— Start EXTRACTED MATERIAL —

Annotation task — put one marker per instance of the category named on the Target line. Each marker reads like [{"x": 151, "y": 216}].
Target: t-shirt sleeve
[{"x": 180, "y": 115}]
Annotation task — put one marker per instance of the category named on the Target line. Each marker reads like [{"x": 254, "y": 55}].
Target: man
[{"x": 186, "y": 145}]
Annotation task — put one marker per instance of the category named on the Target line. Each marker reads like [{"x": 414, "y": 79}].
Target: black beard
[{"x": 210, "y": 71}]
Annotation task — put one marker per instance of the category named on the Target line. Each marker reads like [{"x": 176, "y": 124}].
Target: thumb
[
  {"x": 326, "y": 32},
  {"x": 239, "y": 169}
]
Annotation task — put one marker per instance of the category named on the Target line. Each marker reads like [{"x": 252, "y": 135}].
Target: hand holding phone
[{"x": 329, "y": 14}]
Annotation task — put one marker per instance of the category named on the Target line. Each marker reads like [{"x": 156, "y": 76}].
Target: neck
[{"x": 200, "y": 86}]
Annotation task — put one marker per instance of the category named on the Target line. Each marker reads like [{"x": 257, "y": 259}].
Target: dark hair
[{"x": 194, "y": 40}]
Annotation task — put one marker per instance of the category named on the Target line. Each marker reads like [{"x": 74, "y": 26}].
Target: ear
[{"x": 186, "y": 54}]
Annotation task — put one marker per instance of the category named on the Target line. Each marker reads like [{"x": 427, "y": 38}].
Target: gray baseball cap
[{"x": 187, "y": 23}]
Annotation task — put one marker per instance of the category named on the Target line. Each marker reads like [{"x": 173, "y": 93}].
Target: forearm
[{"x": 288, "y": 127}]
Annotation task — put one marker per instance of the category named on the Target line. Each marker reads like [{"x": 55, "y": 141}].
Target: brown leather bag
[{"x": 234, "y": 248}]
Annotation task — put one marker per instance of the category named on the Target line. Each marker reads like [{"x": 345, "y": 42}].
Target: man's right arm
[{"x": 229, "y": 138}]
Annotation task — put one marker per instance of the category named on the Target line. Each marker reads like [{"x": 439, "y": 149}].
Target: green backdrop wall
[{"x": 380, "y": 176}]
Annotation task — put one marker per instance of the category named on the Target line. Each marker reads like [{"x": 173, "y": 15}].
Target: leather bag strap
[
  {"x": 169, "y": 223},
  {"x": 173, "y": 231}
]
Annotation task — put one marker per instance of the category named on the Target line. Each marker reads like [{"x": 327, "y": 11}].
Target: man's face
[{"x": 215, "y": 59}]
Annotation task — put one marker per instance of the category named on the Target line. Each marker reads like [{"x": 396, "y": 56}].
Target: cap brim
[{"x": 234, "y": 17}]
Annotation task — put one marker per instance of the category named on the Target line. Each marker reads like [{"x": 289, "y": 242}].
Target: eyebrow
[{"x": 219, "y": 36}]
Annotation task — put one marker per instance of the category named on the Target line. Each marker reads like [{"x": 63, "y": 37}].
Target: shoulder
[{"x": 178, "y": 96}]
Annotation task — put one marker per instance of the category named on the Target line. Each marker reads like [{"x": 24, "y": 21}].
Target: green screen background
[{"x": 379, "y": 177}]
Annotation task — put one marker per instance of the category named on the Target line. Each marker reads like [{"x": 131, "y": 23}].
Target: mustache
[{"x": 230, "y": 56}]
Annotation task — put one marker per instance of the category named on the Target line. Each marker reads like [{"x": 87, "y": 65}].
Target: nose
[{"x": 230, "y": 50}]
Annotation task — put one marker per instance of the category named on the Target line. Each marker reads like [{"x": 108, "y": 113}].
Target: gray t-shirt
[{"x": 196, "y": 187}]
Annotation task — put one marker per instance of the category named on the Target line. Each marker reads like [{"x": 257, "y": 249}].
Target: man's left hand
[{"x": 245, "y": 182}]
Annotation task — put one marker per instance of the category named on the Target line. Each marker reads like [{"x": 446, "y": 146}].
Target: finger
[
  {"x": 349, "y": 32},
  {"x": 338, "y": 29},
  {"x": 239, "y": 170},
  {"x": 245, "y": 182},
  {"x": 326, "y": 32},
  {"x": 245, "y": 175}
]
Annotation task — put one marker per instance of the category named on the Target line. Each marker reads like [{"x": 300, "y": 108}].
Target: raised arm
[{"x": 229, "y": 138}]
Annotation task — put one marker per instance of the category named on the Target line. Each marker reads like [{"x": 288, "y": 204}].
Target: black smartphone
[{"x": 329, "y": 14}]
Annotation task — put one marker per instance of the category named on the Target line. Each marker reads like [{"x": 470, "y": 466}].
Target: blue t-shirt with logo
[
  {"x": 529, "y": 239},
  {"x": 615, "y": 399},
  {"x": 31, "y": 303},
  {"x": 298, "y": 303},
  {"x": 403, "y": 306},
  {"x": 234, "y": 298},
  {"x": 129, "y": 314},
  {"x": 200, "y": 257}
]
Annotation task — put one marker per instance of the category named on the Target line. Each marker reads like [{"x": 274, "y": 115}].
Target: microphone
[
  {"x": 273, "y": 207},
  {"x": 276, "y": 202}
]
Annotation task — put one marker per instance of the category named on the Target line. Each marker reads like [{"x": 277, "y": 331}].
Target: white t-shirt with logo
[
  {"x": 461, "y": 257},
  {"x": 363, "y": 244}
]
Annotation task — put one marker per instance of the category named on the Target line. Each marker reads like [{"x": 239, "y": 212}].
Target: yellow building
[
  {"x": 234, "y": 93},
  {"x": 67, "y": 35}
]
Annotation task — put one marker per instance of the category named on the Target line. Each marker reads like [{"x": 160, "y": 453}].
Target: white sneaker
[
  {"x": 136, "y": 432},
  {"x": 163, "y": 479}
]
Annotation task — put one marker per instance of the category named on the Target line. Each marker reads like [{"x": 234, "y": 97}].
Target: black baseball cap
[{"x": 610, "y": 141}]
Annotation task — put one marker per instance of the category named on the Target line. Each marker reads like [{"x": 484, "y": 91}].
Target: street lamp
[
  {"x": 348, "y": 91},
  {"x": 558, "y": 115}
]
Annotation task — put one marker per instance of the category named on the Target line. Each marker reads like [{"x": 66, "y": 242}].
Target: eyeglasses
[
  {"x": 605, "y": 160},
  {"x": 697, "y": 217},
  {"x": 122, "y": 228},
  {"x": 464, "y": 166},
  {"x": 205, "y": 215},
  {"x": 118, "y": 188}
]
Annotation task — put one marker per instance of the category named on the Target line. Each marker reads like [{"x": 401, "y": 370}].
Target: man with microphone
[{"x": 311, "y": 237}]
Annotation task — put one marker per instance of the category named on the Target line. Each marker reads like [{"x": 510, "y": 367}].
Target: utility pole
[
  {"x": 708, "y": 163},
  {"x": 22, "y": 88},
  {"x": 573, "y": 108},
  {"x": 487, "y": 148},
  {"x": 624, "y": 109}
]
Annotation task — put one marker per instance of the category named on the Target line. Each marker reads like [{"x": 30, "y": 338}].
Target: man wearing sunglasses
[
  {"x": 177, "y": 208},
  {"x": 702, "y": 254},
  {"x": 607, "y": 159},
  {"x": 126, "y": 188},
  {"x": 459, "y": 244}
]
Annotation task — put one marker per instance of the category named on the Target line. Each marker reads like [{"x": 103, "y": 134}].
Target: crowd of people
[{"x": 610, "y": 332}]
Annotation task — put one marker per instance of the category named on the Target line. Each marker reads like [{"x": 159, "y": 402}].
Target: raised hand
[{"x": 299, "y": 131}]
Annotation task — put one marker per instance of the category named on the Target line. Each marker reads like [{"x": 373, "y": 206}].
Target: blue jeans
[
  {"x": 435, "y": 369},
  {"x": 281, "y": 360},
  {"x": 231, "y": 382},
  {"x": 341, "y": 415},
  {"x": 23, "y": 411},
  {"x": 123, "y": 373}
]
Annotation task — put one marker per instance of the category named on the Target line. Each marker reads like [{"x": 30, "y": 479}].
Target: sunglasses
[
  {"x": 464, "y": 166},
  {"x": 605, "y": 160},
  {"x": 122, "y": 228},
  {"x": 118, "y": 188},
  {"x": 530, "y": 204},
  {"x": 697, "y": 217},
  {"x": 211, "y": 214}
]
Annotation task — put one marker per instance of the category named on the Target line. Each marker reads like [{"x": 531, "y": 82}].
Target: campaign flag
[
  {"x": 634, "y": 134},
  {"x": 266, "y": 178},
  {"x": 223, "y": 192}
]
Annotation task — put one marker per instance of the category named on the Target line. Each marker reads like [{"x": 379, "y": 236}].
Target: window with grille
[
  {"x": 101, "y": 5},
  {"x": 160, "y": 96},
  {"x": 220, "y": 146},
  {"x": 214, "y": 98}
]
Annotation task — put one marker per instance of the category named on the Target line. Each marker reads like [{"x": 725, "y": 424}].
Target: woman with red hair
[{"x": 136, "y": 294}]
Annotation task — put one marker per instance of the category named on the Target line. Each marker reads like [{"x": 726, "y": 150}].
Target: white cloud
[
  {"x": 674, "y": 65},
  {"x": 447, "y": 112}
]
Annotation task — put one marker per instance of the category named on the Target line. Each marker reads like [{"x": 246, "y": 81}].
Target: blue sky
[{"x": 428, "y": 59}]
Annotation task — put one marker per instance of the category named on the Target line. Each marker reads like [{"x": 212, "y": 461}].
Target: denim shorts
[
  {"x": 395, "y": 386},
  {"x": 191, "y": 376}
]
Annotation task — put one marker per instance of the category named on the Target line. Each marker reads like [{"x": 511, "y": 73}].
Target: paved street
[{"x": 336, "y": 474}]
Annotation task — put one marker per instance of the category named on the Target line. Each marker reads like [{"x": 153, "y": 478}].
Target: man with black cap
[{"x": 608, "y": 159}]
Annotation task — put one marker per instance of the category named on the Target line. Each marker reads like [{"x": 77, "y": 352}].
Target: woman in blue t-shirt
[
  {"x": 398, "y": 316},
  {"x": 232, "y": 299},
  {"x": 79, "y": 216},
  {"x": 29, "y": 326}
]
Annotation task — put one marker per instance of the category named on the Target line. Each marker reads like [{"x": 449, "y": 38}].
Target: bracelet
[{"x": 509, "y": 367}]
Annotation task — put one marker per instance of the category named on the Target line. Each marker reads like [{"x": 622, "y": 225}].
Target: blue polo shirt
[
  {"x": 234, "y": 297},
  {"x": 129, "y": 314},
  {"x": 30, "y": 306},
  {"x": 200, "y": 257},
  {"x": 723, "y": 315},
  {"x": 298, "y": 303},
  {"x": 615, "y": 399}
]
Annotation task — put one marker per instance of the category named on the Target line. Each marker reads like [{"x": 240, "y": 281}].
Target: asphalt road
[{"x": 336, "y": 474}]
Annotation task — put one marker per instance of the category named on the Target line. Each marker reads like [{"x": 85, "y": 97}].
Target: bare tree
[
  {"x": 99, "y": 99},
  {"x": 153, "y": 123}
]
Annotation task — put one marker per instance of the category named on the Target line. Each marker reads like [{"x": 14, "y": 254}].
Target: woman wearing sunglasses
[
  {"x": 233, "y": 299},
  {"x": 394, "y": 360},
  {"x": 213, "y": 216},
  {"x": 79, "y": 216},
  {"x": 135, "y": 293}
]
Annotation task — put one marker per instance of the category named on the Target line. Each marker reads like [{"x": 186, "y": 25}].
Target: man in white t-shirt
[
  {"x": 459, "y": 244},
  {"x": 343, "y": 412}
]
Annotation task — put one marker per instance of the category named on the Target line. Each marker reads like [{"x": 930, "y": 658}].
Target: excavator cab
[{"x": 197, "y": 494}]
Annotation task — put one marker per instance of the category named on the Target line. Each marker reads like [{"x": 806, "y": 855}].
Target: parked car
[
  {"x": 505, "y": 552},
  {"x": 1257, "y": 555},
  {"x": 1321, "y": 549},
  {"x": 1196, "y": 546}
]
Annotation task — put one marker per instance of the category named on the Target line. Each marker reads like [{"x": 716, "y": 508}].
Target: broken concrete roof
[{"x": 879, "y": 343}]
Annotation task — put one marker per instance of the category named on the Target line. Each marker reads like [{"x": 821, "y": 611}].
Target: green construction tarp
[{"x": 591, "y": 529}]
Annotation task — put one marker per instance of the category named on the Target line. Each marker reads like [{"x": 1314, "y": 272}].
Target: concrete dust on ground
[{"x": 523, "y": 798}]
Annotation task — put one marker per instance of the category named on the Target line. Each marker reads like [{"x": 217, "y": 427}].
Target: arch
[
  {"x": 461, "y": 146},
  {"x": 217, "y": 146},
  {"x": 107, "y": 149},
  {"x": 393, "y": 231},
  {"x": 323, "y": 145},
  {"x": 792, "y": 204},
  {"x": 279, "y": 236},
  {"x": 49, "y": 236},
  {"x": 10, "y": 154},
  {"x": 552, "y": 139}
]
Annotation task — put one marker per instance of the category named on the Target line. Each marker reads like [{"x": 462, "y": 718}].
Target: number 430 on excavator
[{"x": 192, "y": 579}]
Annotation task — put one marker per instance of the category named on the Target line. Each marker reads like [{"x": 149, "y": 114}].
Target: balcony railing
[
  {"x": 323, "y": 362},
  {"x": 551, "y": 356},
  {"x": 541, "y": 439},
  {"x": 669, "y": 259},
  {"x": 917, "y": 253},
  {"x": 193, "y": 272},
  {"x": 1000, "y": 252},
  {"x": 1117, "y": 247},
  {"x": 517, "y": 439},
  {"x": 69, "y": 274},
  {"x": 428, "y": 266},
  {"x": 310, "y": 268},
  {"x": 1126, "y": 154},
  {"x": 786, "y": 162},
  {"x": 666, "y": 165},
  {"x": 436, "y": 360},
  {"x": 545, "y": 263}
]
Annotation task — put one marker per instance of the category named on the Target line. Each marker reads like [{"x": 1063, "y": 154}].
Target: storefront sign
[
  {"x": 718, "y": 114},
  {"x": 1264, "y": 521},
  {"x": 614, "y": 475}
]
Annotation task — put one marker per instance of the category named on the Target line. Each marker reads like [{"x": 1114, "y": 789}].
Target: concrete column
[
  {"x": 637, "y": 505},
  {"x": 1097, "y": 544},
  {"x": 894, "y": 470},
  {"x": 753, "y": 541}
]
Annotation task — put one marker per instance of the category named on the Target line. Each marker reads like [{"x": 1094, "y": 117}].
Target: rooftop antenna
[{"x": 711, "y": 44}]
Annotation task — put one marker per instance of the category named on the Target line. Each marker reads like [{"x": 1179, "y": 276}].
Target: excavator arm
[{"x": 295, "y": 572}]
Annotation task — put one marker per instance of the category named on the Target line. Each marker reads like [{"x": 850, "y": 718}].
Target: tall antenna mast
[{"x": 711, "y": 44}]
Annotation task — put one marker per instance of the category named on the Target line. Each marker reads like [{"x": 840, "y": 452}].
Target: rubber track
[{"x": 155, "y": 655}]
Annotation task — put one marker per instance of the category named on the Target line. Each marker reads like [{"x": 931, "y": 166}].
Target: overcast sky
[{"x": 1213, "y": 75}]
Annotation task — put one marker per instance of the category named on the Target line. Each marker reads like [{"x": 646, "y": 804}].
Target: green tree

— End EXTRACTED MATERIAL —

• WHAT IS NEEDED:
Show every line of the records above that contains the word "with". Case counts.

• FINISHED TASK:
Target: blue t-shirt with logo
Target: white t-shirt with logo
Target: man with microphone
Target: window with grille
Target: woman with red hair
Target: man with black cap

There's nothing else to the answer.